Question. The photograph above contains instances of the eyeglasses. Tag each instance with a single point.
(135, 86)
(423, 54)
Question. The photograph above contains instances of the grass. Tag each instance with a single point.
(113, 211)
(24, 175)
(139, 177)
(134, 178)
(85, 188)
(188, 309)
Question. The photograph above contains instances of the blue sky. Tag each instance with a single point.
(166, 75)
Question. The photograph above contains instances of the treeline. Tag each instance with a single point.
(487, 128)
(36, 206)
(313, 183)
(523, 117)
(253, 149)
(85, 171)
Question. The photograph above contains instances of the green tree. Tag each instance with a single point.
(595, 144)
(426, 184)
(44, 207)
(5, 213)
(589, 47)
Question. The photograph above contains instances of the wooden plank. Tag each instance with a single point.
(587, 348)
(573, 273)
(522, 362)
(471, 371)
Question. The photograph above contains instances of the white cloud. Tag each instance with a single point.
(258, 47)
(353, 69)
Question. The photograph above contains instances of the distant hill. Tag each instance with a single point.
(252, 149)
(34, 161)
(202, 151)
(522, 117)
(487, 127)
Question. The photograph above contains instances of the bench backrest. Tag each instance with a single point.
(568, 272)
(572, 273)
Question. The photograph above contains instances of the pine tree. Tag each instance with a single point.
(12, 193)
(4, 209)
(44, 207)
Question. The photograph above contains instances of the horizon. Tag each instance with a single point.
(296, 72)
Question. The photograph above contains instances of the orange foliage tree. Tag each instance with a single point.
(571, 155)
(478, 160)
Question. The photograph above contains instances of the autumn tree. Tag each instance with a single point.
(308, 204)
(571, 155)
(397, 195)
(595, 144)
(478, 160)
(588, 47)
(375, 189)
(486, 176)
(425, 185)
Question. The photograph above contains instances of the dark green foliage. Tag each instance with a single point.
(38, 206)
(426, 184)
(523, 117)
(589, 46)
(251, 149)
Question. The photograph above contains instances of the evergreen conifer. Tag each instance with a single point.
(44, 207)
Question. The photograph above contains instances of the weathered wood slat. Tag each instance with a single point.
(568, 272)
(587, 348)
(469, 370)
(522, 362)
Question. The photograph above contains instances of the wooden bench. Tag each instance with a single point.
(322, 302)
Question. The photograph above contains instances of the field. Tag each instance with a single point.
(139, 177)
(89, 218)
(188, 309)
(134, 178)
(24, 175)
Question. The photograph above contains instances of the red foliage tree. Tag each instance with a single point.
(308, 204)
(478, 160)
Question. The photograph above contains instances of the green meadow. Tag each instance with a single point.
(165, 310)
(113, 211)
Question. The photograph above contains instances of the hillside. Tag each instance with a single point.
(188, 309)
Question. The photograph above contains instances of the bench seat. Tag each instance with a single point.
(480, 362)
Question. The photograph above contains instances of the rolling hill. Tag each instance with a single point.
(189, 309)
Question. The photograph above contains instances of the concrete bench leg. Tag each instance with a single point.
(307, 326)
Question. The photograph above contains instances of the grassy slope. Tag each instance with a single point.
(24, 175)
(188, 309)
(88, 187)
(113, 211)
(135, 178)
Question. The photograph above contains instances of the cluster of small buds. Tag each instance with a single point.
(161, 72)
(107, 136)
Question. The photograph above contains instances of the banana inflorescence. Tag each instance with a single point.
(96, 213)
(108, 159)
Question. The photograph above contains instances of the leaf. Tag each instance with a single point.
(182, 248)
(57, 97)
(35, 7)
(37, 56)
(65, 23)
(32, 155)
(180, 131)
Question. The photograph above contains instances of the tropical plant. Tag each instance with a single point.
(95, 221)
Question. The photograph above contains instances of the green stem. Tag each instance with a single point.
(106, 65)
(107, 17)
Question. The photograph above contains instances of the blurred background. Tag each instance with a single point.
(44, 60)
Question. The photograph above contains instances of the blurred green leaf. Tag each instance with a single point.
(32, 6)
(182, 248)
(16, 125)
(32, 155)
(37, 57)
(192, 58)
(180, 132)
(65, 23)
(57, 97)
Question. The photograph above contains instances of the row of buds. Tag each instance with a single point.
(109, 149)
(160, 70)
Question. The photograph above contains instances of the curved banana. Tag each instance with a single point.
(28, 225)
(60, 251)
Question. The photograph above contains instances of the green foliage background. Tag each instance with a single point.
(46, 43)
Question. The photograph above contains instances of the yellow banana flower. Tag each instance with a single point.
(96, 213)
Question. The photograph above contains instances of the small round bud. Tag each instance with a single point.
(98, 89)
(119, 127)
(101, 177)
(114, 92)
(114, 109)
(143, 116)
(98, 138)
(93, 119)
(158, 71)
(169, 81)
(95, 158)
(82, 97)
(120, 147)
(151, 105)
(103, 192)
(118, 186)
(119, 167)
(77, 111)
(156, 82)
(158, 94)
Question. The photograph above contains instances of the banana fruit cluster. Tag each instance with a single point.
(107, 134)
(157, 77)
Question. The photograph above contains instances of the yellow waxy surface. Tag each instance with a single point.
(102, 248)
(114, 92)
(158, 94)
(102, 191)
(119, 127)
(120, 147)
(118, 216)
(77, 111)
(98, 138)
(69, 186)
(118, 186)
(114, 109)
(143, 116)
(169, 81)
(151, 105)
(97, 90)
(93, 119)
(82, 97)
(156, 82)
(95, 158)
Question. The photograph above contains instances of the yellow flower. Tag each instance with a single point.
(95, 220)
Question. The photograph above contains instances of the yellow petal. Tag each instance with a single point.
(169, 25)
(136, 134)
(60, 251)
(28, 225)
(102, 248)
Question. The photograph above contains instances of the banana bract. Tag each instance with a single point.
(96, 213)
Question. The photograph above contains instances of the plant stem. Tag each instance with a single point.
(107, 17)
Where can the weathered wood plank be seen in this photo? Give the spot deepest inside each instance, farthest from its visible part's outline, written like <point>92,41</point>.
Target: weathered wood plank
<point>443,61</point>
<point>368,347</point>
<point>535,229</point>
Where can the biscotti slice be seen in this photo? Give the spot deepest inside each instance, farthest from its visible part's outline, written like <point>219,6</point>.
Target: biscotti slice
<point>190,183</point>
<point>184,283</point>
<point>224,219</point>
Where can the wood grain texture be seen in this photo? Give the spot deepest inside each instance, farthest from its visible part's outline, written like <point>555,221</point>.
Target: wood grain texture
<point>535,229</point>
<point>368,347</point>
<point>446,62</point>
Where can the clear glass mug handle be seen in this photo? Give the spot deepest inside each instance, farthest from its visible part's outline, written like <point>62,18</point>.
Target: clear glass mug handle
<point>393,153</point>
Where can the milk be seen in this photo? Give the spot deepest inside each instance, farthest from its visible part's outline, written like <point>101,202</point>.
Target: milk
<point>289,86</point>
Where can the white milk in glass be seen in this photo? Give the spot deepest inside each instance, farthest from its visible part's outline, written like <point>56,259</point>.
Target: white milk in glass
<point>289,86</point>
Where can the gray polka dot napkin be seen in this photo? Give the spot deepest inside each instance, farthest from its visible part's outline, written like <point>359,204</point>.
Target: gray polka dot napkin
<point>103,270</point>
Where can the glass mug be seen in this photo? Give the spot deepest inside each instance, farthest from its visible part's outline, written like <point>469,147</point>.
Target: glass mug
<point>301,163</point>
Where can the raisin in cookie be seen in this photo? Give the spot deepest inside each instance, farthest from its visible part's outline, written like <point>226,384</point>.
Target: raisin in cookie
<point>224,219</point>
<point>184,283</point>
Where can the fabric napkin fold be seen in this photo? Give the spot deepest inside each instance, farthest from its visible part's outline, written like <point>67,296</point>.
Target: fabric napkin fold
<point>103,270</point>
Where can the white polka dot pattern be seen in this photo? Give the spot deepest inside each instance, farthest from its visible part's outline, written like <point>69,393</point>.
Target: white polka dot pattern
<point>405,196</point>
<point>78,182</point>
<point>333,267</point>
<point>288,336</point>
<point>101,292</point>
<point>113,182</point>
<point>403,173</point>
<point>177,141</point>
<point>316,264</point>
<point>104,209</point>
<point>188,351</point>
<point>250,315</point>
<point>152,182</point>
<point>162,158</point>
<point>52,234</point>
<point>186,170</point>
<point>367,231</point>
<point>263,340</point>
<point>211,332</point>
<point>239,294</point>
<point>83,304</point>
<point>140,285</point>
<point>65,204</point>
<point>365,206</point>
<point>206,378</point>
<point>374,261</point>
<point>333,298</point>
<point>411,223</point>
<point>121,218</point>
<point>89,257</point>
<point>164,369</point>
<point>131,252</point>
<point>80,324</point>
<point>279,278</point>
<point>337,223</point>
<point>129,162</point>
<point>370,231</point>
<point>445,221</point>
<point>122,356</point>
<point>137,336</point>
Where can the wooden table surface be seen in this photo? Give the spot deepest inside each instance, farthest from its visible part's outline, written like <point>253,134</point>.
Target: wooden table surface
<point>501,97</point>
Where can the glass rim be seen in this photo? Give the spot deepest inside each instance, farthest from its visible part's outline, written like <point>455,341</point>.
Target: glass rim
________________________________________
Give the stretch from the row containing "Where can the glass rim" through the end of the rows as a numbered list, leaving out any blank lines.

:: Finished exercise ::
1. Where can the glass rim be seen in this photo? Give the spot deepest inside each instance, farthest from its visible part's outline, written like <point>455,341</point>.
2. Target: glass rim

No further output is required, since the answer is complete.